REQUEST
Copy each of the records below word for word, leaving nothing out.

RECORD EXCERPTS
»»

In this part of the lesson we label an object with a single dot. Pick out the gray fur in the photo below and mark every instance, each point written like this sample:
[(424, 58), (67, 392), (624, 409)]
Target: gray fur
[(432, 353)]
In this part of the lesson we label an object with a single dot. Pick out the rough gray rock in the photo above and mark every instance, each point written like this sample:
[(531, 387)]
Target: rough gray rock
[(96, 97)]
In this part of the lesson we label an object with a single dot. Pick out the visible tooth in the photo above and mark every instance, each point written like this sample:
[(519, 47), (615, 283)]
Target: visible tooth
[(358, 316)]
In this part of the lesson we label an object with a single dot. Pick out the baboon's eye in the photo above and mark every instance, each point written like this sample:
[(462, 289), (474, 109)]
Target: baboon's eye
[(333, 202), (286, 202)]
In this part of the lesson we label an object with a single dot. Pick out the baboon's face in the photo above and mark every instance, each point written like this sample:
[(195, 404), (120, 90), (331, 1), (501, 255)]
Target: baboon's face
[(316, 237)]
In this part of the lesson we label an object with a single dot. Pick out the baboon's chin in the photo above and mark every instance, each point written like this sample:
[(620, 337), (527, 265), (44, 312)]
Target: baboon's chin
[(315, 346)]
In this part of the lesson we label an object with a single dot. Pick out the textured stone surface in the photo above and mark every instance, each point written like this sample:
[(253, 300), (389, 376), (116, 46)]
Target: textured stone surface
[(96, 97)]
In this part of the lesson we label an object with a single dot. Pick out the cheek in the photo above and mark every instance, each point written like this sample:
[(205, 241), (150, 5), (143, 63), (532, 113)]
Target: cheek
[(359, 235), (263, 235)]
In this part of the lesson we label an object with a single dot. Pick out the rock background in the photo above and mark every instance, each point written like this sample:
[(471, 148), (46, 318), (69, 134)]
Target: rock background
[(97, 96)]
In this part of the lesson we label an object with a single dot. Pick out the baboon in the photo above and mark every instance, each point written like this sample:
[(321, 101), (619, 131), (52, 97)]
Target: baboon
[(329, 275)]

««

OUTPUT OF THE TASK
In this part of the lesson we label an object with a single dot. Pick out the gray fur in the photo below and mark every instance, each point written like this sample:
[(424, 58), (67, 392), (624, 409)]
Target: gray fur
[(432, 353)]
In this part of the lesson we label an object with a single dot. Pick out the rough gray rock in the photo above and mark every instance, each point written like this sample:
[(531, 387)]
Target: rough gray rock
[(96, 97)]
In this part of the lesson we label an object with a single dot. Pick out the visible tooth in the photo above and mark every instance, each point written like this sample:
[(519, 47), (615, 283)]
Target: visible tooth
[(358, 316)]
In this part of the lesson we label an object with a single dot. Pick out the baboon's eye in the photo above and mark every instance, each point written like this sample:
[(462, 289), (474, 109)]
Target: baboon's eye
[(333, 202), (286, 202)]
In this part of the lesson we label an object with a single dot. Pick out the baboon's face in the photo above and mark every instance, each point written like this sample:
[(195, 404), (120, 90), (331, 1), (501, 255)]
Target: baboon's face
[(316, 237)]
In this part of the lesson we label an object with a single dot. Pick out the baboon's chin in the photo above and mark every instance, each point written like this sample:
[(620, 337), (527, 265), (44, 312)]
Target: baboon's chin
[(315, 346)]
In this part of the lesson we label an object with a single dot. Pick out the textured stone surface in the photo above and mark every instance, each point written like this sample:
[(253, 300), (389, 376), (116, 46)]
Target: textured stone surface
[(96, 97)]
In this part of the lesson we label an object with a single dot. Pick out the cheek in the photo above and mark every instance, each point written like this sample:
[(205, 241), (150, 5), (143, 63), (532, 113)]
Target: cheek
[(359, 235), (263, 235)]
In this part of the lesson we label an object with a single dot. Pick out the rock background in the photo above and mark every instance, each point written like this sample:
[(471, 148), (46, 318), (69, 134)]
Target: rock background
[(97, 96)]
In this part of the lesson we label an object with a single dot. Pick out the baboon in the photo above and mark every instance, each point written like this sample:
[(321, 101), (619, 131), (52, 97)]
Target: baboon
[(329, 275)]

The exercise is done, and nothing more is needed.